DATA SUPPLIED:
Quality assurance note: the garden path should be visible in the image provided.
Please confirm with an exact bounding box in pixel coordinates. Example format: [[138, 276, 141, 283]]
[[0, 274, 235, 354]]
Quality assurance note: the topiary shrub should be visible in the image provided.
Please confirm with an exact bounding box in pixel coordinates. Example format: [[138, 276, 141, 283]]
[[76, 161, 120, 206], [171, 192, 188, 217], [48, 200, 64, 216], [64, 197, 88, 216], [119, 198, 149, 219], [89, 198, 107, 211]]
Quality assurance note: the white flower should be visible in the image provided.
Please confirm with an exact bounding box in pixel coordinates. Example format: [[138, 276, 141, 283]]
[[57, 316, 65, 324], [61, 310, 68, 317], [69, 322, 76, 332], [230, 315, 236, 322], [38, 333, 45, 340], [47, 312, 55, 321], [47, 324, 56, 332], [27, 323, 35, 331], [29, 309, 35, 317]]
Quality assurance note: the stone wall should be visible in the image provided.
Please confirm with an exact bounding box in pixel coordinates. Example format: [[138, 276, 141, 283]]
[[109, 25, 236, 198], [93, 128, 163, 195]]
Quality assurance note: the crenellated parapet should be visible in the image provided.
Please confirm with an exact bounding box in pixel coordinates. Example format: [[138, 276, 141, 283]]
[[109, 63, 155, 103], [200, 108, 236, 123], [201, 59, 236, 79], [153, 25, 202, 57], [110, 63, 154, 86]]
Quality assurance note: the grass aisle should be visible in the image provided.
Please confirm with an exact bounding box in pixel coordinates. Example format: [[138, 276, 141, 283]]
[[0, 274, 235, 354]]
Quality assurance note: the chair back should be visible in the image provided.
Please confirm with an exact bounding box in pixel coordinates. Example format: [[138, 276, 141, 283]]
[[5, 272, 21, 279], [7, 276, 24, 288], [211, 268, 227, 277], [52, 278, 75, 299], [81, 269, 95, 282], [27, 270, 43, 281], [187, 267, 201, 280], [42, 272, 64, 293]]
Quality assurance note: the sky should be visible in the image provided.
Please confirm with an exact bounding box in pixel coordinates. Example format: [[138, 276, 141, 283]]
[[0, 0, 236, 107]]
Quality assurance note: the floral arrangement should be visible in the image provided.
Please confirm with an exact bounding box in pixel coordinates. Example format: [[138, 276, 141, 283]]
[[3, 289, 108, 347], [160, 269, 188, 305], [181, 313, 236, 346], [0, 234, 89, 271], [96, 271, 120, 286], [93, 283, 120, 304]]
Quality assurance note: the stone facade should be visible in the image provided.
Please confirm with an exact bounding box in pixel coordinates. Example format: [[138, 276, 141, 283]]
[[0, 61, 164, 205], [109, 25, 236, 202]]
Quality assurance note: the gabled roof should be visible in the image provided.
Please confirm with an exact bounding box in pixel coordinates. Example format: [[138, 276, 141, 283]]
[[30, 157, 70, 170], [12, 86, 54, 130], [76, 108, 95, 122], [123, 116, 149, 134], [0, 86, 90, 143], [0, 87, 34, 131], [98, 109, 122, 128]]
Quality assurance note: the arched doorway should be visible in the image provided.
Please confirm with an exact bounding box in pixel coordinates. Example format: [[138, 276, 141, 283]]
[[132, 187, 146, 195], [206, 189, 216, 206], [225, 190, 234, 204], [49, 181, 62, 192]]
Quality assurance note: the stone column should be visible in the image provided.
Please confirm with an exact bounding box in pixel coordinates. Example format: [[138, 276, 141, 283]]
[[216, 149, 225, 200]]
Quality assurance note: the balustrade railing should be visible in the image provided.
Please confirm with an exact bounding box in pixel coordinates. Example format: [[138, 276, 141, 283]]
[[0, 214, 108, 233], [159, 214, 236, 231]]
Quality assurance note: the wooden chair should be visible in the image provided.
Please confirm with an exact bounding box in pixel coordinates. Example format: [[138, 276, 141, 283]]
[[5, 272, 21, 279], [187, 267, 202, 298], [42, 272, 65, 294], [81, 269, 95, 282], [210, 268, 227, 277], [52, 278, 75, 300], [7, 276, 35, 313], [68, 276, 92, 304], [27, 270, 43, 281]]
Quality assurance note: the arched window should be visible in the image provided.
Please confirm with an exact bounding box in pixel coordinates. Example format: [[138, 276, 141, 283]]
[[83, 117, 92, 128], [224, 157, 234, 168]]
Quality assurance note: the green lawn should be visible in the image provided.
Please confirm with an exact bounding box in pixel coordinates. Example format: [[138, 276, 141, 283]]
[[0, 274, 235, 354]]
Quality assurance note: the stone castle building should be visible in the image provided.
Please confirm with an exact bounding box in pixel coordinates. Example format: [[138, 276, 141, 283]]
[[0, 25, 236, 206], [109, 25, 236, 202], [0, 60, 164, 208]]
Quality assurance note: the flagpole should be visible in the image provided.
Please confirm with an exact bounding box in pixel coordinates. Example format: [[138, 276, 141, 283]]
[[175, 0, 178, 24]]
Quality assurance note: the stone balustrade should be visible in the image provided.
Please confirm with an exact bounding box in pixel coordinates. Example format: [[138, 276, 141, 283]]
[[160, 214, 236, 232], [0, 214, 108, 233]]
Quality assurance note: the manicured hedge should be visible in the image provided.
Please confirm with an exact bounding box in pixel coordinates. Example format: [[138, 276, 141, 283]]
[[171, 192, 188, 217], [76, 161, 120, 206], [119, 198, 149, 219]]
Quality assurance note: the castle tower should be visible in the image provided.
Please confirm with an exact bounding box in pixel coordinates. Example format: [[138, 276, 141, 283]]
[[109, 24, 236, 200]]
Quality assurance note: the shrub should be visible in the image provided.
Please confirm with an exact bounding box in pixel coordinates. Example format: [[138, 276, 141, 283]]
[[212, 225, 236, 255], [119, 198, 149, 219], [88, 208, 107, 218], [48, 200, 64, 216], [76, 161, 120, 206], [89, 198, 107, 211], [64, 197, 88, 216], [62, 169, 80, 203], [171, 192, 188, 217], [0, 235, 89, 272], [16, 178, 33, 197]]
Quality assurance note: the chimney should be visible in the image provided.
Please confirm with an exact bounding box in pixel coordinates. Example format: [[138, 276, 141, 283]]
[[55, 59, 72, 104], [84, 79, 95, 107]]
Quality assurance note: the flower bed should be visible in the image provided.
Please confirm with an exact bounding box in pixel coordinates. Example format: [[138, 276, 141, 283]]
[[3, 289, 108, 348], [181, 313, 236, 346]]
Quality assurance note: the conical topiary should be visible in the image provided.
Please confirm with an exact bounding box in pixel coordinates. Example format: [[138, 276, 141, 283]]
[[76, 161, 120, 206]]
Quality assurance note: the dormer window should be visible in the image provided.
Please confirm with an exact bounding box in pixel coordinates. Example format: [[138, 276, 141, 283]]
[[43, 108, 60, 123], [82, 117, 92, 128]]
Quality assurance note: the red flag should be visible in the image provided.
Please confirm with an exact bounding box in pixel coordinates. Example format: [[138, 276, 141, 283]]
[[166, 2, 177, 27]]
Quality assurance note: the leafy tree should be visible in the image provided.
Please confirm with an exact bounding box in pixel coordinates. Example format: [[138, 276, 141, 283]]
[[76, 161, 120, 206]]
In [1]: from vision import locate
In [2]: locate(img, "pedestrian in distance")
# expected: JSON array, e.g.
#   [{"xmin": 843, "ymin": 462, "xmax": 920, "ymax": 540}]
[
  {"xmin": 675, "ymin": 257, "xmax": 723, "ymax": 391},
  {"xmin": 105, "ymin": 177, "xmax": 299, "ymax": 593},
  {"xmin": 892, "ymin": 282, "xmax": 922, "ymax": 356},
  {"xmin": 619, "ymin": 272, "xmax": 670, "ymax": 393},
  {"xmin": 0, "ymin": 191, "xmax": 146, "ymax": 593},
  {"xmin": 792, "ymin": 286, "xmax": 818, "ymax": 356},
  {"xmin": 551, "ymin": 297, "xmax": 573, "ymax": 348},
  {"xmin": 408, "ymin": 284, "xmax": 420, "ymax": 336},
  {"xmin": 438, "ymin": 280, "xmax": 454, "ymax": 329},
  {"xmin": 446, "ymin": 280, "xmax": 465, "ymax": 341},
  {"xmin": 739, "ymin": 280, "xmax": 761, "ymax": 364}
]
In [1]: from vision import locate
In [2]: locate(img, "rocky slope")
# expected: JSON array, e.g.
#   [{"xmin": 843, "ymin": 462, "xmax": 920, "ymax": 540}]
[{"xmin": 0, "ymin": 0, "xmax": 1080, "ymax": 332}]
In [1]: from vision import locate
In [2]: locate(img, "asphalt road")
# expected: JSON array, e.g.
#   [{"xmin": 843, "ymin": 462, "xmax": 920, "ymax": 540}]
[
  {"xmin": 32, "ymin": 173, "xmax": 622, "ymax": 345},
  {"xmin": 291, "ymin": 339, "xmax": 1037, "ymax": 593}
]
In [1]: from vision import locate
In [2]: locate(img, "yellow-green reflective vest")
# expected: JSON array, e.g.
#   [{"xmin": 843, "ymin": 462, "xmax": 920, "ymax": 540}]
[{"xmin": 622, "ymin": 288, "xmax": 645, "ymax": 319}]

WRITTEN EXERCISE:
List every line of the listing above that contains the word "flower".

PROBLEM SOLUTION:
Quality assurance note: the white flower should be visible in the image provided.
Quality assurance note: the flower bed should be visible in the image provided.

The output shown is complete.